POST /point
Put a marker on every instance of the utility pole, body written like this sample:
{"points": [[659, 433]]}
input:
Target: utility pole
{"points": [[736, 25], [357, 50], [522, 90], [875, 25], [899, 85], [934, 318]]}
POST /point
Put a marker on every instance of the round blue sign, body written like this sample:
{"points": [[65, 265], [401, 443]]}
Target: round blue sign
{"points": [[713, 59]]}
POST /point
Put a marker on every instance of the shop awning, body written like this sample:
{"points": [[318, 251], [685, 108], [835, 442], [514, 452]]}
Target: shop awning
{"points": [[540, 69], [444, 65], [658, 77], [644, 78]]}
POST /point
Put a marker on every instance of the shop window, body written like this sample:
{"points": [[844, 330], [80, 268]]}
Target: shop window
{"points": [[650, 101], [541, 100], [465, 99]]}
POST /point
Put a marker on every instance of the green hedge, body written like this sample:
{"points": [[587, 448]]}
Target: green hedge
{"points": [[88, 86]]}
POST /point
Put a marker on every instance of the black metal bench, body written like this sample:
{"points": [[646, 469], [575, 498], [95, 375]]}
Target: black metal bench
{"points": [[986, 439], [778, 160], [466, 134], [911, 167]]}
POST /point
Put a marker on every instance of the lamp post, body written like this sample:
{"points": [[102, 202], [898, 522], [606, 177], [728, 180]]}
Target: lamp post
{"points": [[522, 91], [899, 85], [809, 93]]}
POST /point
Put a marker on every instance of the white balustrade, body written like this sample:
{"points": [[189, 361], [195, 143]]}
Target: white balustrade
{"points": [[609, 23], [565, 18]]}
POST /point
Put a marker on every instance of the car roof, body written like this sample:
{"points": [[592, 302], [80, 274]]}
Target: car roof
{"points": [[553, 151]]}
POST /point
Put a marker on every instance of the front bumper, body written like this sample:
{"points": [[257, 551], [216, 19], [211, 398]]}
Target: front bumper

- - - -

◆ What is needed: Report every line in the data above in which the word "instance" appears.

◆ Output of the task:
Put a marker on every instance of the utility pole, body written like this sample:
Put a marker on every instance of the round blue sign, body written like this sample:
Put a marker on every instance of the shop awning, body written like this sample:
Put a marker on every instance of the shop window, body written like this sample:
Put a marker on every instance of the green hedge, body written like this sample:
Put a marker on every instance of the black metal bench, body written like this sample:
Put a marker on every instance of the lamp post, body written like this sample:
Put a marker on every instance of the white balustrade, body written like this sample:
Put a marker on every instance of the car roof, body written like this sample:
Put a marker on every instance of the front bumper, body written like this sample:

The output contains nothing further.